● Requirement:
From the workload identity draft, return word for word the passage that begins with "Introduction Workload Identity" and ends after "certainly not complete.".

● Document extract:
§ §

]> SPIRL

arndts.ietf@gmail.com

AREA Workload Identity in Multi System Environments workload identity credential exchange WIMSE defines Workload Identity and its representation through credentials. Typically, a credential is provisioned to the workload, allowing it to represent itself. The credential format is usually chosen by the platform. Common formats are JSON Web Tokens or X.509 certificates. However, workloads often encounter situations where a different identity or credential is required. This document describes various situations where a workload requires another credential. It also outlines different ways this can be acchieved and compares them. About This Document The latest revision of this draft can be found at . Status information for this document may be found at . Discussion of this document takes place on the Workload Identity in Multi System Environments Working Group mailing list (), which is archived at . Subscribe at . Source for this draft and an issue tracker can be found at .

Introduction Workload Identity credentials come in all shapes and forms. JSON Web Tokens are popular but also X.509 certificates are commonly used. When a workload is provisioned it can be assumed that it gets all of the following

• an identity in the form of an identifier.
• one or multiple credentials that allow the workload to represent itself (as that identity). Multiple credentials are often different types but representing the same identity.
• an indication of trust domain. (TODO not sure)

Identity, credential and trust domain enable the workload to interact within its environment, communicate to sibling workloads (same trust domain), access APIs inside that trust domain or provide an API itself.

Needs Why a workload cannot use its existing credential can have lots of reasons and subsequent need. The following list highlights the most common ones and is certainly not complete.

Change in format Workloads may require a different format representing the same identity in the same trust domain. Some concrete examples are:

• initial credential was an X.509 certificate but infrastructure requires application-level authentication such as JWT or Workload Identity Tokens as defined in (TODO).
• initial credential was a JWT bound to a key, requiring to be presented along with proof of possession but the peer does not support it and requires a Bearer credential.

§ §

● Record excerpts:

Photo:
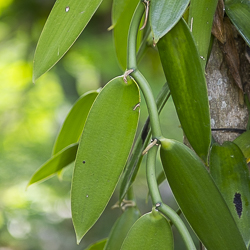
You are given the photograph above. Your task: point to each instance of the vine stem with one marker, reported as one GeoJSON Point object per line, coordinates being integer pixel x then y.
{"type": "Point", "coordinates": [160, 206]}
{"type": "Point", "coordinates": [136, 74]}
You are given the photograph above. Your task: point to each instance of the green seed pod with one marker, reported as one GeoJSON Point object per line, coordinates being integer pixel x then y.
{"type": "Point", "coordinates": [151, 231]}
{"type": "Point", "coordinates": [121, 227]}
{"type": "Point", "coordinates": [199, 198]}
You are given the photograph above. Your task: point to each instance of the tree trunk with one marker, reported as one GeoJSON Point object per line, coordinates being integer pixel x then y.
{"type": "Point", "coordinates": [225, 98]}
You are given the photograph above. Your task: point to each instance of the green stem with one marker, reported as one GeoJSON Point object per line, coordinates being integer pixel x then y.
{"type": "Point", "coordinates": [141, 81]}
{"type": "Point", "coordinates": [160, 206]}
{"type": "Point", "coordinates": [130, 194]}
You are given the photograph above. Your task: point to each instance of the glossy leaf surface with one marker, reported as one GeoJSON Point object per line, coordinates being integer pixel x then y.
{"type": "Point", "coordinates": [186, 80]}
{"type": "Point", "coordinates": [103, 150]}
{"type": "Point", "coordinates": [118, 7]}
{"type": "Point", "coordinates": [133, 164]}
{"type": "Point", "coordinates": [99, 245]}
{"type": "Point", "coordinates": [65, 23]}
{"type": "Point", "coordinates": [230, 172]}
{"type": "Point", "coordinates": [58, 161]}
{"type": "Point", "coordinates": [121, 227]}
{"type": "Point", "coordinates": [121, 29]}
{"type": "Point", "coordinates": [199, 198]}
{"type": "Point", "coordinates": [164, 15]}
{"type": "Point", "coordinates": [201, 16]}
{"type": "Point", "coordinates": [239, 13]}
{"type": "Point", "coordinates": [243, 142]}
{"type": "Point", "coordinates": [151, 231]}
{"type": "Point", "coordinates": [73, 125]}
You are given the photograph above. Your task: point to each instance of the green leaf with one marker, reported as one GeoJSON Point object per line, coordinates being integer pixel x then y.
{"type": "Point", "coordinates": [164, 15]}
{"type": "Point", "coordinates": [201, 16]}
{"type": "Point", "coordinates": [121, 227]}
{"type": "Point", "coordinates": [133, 164]}
{"type": "Point", "coordinates": [73, 125]}
{"type": "Point", "coordinates": [199, 198]}
{"type": "Point", "coordinates": [99, 245]}
{"type": "Point", "coordinates": [239, 13]}
{"type": "Point", "coordinates": [103, 151]}
{"type": "Point", "coordinates": [121, 29]}
{"type": "Point", "coordinates": [65, 23]}
{"type": "Point", "coordinates": [230, 172]}
{"type": "Point", "coordinates": [118, 8]}
{"type": "Point", "coordinates": [58, 161]}
{"type": "Point", "coordinates": [243, 142]}
{"type": "Point", "coordinates": [187, 83]}
{"type": "Point", "coordinates": [151, 231]}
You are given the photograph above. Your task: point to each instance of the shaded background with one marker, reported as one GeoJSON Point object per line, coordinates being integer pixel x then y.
{"type": "Point", "coordinates": [31, 116]}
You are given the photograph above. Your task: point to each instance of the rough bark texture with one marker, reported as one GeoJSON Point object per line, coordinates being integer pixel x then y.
{"type": "Point", "coordinates": [225, 98]}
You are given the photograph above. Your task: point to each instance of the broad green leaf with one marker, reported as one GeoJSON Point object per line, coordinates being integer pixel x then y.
{"type": "Point", "coordinates": [151, 231]}
{"type": "Point", "coordinates": [230, 172]}
{"type": "Point", "coordinates": [73, 125]}
{"type": "Point", "coordinates": [164, 15]}
{"type": "Point", "coordinates": [187, 83]}
{"type": "Point", "coordinates": [58, 161]}
{"type": "Point", "coordinates": [103, 151]}
{"type": "Point", "coordinates": [121, 227]}
{"type": "Point", "coordinates": [120, 31]}
{"type": "Point", "coordinates": [201, 16]}
{"type": "Point", "coordinates": [199, 198]}
{"type": "Point", "coordinates": [65, 23]}
{"type": "Point", "coordinates": [133, 164]}
{"type": "Point", "coordinates": [239, 13]}
{"type": "Point", "coordinates": [99, 245]}
{"type": "Point", "coordinates": [243, 142]}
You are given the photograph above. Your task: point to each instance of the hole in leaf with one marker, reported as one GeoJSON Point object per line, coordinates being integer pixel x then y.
{"type": "Point", "coordinates": [238, 204]}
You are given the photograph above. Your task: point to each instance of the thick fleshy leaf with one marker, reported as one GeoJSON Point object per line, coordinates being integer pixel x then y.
{"type": "Point", "coordinates": [199, 198]}
{"type": "Point", "coordinates": [164, 15]}
{"type": "Point", "coordinates": [187, 83]}
{"type": "Point", "coordinates": [151, 231]}
{"type": "Point", "coordinates": [201, 16]}
{"type": "Point", "coordinates": [65, 23]}
{"type": "Point", "coordinates": [73, 125]}
{"type": "Point", "coordinates": [103, 151]}
{"type": "Point", "coordinates": [99, 245]}
{"type": "Point", "coordinates": [239, 13]}
{"type": "Point", "coordinates": [133, 164]}
{"type": "Point", "coordinates": [121, 227]}
{"type": "Point", "coordinates": [230, 172]}
{"type": "Point", "coordinates": [121, 29]}
{"type": "Point", "coordinates": [58, 161]}
{"type": "Point", "coordinates": [243, 142]}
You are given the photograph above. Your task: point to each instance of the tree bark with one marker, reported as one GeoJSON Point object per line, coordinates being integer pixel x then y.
{"type": "Point", "coordinates": [225, 98]}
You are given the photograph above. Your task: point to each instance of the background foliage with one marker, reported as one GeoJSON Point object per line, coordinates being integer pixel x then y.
{"type": "Point", "coordinates": [31, 115]}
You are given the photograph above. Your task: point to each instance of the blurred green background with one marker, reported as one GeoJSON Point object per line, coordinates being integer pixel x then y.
{"type": "Point", "coordinates": [31, 116]}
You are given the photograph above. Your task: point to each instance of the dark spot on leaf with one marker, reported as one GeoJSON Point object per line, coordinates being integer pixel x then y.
{"type": "Point", "coordinates": [145, 131]}
{"type": "Point", "coordinates": [238, 204]}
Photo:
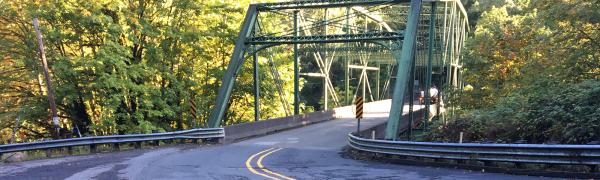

§ §

● Answer:
Introduction Workload Identity credentials come in all shapes and forms. JSON Web Tokens are popular but also X.509 certificates are commonly used. When a workload is provisioned it can be assumed that it gets all of the following

• an identity in the form of an identifier.
• one or multiple credentials that allow the workload to represent itself (as that identity). Multiple credentials are often different types but representing the same identity.
• an indication of trust domain. (TODO not sure)

Identity, credential and trust domain enable the workload to interact within its environment, communicate to sibling workloads (same trust domain), access APIs inside that trust domain or provide an API itself.

Needs Why a workload cannot use its existing credential can have lots of reasons and subsequent need. The following list highlights the most common ones and is certainly not complete.